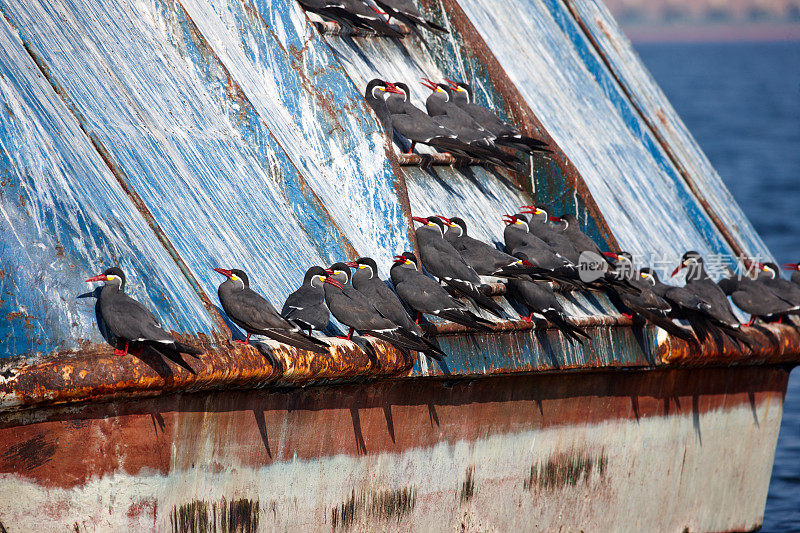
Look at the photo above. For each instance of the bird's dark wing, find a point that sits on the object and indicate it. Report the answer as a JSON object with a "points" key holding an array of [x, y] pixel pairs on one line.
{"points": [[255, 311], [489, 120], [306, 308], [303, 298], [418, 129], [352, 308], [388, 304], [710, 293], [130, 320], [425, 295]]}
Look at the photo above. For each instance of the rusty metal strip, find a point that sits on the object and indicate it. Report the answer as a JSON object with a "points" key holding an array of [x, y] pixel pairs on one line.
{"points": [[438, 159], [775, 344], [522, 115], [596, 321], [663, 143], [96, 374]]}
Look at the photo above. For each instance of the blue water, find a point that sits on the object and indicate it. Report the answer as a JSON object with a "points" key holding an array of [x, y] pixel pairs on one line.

# # # # #

- **Task**: Present the lines above as a numbered list, skipping any blank lines. Leave out the picture.

- **Task result**:
1. Look at the photo above. For each instance of the bird's dark wing, find a point that sits on the object and indicate it. Report the answer as a JSON object with a "points" key holding an array of [x, y] pixel pairs on one line.
2. {"points": [[255, 311], [489, 120], [306, 308], [303, 298], [418, 129], [352, 308], [388, 304], [710, 293], [130, 320], [425, 295]]}
3. Look at the photo above. For each instance of the rusty metal strip, find a point that sits on the object and indicate it. Report the answer as a JSON object with a "points" key holding an array of [x, y] pixel pairs on one line.
4. {"points": [[438, 159], [775, 344], [522, 115], [596, 321], [663, 143], [96, 374]]}
5. Look at the photo above. For each instance of the blue water, find a point that sits on the object and indicate it. Report the answer as a JSON object with a "points" key holding an array of [x, y] pixel pairs on one line.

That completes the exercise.